• [Task brief]: Scan the data beneath this task and copy each line that includes "reading".

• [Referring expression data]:
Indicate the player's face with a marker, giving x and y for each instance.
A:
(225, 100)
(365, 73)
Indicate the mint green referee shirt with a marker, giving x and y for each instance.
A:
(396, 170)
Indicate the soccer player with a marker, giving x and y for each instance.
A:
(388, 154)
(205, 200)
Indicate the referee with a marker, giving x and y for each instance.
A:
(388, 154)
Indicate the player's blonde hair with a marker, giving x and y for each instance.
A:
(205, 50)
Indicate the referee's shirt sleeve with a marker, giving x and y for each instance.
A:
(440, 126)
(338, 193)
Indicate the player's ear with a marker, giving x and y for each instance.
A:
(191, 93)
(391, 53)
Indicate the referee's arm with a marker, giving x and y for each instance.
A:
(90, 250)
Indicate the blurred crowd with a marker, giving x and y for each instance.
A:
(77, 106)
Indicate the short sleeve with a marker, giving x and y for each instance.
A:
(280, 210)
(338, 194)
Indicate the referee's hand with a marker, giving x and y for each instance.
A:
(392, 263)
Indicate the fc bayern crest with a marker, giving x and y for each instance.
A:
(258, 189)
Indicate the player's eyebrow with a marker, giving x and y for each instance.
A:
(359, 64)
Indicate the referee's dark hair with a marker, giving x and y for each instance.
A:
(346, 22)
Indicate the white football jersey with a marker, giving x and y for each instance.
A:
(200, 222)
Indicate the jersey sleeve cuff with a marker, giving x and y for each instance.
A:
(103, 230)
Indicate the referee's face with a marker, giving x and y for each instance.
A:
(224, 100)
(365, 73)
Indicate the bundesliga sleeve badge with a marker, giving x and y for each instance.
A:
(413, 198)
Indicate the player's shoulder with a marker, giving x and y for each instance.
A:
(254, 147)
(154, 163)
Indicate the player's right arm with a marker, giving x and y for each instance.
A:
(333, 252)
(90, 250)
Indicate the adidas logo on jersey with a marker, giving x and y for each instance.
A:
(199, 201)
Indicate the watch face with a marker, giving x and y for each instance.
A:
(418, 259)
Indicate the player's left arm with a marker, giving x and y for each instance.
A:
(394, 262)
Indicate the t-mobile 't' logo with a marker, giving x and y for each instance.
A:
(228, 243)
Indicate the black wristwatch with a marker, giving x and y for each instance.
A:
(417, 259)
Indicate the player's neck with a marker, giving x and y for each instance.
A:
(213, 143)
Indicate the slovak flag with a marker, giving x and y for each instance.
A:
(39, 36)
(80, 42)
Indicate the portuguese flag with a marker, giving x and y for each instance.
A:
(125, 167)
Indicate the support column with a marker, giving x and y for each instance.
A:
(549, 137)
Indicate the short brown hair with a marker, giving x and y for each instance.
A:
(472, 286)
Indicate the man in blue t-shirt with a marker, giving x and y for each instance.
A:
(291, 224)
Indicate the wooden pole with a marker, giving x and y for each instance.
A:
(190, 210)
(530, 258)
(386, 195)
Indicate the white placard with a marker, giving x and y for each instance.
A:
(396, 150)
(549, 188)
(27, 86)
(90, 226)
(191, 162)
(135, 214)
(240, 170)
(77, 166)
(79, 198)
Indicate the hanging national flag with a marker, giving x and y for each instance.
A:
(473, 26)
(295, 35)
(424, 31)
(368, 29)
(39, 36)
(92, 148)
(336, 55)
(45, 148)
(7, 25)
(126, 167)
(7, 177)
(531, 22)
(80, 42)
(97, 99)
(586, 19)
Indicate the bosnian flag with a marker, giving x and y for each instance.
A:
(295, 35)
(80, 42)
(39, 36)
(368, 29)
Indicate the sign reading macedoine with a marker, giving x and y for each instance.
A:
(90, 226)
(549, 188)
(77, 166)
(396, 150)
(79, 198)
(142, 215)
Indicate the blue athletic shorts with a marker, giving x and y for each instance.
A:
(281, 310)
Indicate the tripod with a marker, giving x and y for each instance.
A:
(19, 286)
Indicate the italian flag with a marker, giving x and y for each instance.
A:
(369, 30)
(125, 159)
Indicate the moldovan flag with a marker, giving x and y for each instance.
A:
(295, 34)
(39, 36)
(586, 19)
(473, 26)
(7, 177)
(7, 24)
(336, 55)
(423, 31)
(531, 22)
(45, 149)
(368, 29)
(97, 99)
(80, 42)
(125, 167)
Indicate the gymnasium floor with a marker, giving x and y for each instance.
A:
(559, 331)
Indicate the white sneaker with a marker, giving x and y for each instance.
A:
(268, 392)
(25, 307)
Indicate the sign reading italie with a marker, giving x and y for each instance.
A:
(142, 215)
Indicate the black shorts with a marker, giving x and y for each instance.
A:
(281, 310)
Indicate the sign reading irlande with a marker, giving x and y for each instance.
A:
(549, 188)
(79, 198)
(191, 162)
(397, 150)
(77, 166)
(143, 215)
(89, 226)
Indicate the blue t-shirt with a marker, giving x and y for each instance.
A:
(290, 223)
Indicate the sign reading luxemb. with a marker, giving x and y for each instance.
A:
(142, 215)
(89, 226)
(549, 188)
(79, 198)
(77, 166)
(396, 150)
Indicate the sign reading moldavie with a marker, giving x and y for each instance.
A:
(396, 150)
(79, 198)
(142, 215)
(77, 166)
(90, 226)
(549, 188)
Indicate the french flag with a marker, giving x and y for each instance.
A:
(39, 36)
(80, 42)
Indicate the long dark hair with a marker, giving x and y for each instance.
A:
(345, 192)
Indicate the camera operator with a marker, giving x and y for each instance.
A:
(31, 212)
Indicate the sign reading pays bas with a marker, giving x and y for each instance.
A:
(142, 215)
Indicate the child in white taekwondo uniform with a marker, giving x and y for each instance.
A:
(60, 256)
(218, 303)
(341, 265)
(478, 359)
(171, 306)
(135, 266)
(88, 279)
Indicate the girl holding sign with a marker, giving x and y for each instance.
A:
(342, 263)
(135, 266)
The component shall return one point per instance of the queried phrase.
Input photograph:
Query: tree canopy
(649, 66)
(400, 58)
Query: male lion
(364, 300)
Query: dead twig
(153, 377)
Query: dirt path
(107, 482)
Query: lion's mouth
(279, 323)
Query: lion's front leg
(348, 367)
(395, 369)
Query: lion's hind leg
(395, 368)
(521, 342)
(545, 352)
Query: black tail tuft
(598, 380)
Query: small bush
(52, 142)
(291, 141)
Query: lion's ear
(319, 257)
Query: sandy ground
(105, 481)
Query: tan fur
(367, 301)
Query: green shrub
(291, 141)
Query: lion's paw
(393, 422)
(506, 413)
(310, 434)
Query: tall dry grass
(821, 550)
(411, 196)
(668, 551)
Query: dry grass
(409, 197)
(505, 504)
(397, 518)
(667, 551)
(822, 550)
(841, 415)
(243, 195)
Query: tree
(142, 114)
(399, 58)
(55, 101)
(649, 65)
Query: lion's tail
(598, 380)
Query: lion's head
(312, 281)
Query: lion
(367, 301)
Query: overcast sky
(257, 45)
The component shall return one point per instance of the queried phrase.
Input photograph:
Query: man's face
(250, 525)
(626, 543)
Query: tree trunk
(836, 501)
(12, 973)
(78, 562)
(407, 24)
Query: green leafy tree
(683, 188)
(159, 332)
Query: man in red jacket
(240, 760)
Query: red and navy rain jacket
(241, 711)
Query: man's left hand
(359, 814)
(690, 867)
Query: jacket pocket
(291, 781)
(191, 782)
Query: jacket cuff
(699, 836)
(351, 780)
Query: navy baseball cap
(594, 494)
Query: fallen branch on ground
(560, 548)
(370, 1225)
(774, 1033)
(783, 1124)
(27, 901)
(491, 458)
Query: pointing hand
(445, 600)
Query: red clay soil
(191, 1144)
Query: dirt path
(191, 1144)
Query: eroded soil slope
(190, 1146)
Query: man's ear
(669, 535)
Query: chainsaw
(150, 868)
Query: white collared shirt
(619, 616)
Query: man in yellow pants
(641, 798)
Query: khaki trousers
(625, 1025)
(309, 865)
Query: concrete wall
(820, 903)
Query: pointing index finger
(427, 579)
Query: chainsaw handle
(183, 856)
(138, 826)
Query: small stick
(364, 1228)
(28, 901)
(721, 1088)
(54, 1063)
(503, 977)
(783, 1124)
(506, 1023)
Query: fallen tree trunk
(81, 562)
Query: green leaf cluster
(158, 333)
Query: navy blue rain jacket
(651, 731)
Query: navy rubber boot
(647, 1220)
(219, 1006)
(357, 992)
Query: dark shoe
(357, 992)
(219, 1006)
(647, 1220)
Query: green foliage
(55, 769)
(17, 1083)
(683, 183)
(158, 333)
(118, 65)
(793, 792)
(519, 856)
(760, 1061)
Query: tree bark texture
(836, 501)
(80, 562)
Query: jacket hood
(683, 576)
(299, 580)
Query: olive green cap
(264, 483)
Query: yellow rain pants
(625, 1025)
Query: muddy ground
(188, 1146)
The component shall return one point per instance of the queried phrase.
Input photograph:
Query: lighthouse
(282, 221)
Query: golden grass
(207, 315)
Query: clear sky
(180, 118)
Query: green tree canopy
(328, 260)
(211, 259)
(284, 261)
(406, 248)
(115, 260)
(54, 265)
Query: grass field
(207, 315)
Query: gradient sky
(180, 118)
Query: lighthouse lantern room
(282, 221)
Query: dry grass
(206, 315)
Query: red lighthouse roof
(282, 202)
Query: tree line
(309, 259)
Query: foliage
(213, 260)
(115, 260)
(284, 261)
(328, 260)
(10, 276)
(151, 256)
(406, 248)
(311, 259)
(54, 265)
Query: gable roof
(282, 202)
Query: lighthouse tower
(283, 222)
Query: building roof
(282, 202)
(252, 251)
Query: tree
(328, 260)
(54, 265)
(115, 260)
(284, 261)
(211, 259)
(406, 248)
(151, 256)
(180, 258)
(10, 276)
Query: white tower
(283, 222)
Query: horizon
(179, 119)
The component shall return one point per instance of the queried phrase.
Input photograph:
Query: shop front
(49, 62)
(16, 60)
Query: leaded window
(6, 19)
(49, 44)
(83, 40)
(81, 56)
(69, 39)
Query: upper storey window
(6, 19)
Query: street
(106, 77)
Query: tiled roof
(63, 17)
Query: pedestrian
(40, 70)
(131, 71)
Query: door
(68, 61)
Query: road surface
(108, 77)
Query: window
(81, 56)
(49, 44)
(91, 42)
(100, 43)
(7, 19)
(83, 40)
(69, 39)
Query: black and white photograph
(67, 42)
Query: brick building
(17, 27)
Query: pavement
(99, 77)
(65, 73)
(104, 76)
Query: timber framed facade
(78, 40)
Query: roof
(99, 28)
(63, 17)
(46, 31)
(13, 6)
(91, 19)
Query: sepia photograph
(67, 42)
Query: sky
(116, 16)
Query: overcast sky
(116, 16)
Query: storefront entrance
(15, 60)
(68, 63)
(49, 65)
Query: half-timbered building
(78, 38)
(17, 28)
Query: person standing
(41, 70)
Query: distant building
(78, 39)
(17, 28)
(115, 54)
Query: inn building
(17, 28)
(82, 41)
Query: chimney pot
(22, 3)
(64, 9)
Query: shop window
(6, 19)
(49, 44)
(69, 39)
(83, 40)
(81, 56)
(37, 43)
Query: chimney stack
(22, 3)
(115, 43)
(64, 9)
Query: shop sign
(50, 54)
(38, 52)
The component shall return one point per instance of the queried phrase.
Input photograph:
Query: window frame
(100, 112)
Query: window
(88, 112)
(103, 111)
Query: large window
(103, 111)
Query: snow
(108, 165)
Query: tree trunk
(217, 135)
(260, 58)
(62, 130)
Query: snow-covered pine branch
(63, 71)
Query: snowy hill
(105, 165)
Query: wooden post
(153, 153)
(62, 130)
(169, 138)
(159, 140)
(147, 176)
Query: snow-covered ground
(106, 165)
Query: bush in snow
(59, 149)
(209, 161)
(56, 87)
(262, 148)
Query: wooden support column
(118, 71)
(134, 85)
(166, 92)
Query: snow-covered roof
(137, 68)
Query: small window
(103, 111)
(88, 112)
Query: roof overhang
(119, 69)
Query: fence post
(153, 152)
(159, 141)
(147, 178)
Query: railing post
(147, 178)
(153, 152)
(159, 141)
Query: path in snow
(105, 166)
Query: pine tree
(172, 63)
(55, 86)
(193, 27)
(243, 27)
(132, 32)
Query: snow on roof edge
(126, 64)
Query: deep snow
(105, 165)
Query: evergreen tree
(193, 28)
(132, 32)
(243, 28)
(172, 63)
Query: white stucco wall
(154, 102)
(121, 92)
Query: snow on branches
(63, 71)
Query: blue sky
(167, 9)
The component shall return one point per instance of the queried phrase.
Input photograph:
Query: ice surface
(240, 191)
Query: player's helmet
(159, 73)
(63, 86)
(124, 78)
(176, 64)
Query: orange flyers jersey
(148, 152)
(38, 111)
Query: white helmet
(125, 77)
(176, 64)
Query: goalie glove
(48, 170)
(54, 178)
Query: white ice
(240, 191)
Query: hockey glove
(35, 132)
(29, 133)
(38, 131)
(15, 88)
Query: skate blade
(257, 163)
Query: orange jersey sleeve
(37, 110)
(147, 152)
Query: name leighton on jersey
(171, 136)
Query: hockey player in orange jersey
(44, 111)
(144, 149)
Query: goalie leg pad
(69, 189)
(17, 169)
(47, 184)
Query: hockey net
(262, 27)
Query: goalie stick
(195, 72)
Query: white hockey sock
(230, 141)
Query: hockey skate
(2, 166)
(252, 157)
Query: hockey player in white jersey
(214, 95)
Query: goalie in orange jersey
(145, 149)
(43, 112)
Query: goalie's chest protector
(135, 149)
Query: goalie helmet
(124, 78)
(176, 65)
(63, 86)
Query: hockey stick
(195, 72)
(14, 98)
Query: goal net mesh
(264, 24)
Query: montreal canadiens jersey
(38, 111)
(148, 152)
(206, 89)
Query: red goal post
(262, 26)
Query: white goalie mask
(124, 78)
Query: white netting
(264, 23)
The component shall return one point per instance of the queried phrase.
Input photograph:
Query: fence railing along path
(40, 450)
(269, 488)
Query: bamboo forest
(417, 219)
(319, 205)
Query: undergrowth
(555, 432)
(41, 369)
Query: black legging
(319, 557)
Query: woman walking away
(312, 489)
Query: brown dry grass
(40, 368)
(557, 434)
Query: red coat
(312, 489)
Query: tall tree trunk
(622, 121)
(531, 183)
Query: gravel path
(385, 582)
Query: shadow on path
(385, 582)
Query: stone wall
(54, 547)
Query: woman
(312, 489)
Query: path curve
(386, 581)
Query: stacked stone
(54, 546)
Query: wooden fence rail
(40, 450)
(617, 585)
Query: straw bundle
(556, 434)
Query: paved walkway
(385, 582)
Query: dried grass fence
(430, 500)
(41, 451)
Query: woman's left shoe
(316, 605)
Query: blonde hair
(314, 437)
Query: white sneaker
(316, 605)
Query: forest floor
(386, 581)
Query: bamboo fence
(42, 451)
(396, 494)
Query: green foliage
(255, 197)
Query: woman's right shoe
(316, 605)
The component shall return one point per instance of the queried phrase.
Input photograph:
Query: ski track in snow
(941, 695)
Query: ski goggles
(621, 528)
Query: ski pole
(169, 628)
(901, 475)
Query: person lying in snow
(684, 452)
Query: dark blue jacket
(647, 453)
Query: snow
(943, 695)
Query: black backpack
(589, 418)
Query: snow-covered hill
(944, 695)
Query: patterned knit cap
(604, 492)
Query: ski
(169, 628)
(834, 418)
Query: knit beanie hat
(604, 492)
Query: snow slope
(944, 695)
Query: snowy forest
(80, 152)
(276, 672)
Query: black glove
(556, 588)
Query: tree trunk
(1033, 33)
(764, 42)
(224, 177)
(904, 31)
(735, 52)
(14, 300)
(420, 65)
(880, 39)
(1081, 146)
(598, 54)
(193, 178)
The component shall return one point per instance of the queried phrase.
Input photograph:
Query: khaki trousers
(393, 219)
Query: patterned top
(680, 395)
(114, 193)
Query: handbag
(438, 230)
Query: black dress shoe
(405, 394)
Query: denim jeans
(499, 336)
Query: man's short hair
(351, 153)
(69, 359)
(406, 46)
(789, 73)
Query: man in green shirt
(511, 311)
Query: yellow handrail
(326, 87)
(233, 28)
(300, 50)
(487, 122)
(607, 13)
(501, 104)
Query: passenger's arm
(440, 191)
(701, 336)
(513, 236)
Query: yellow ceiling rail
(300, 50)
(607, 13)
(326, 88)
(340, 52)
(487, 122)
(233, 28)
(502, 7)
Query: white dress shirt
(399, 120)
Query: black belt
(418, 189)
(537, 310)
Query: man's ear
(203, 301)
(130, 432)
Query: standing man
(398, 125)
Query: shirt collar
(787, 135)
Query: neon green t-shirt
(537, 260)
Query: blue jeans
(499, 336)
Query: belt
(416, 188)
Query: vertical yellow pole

• [Result]:
Indicate the sign reading macedoine with a marker, giving x and y for each instance.
Indicate the sign reading italie with a marker, giving x and y for each instance.
Indicate the sign reading irlande with a marker, giving x and y for each instance.
Indicate the sign reading luxemb. with a marker, giving x and y for each instance.
Indicate the sign reading moldavie with a marker, giving x and y for each instance.
Indicate the sign reading pays bas with a marker, giving x and y for each instance.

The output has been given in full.